*The task*.
Render every line of the data below as a JSON list of strings, one string per line, omitting blank lines and leaving out the pictures.

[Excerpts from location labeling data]

══════════════════════════════

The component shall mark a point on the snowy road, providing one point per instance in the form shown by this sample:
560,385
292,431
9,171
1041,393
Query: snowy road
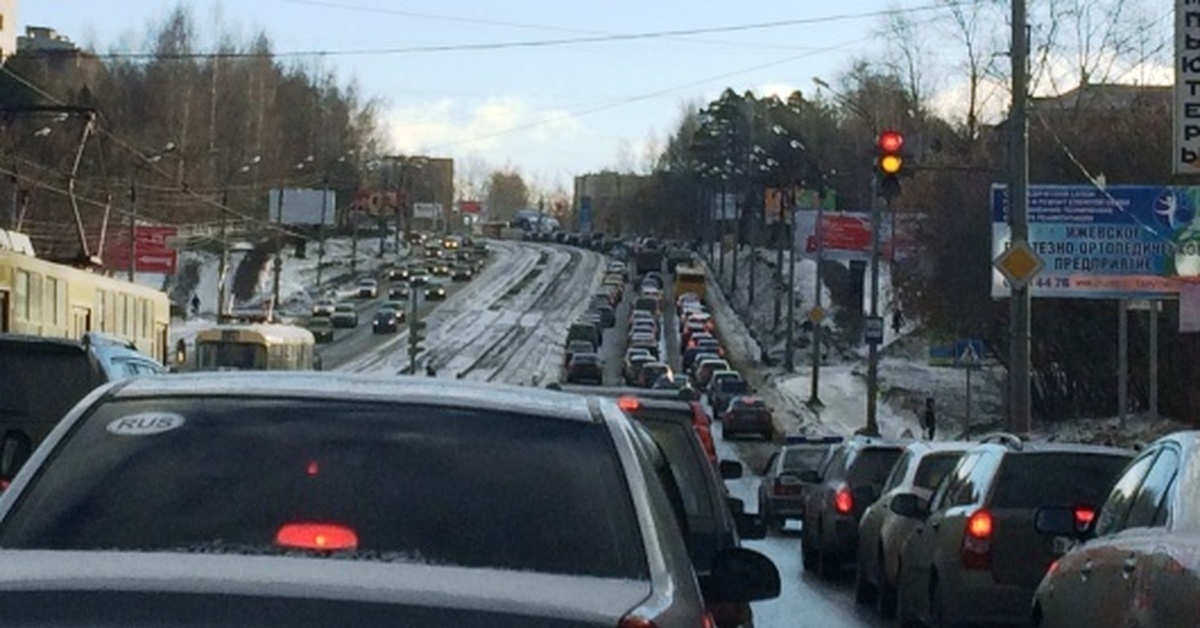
508,324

══════════════════════════════

*Response to this task*.
[
  "The component shall mark a point on the snowy road, providing one point per instance in the form shown by this sample:",
  "560,385",
  "292,431",
  "9,171",
  "1041,393",
  "Query: snowy road",
  "508,324"
]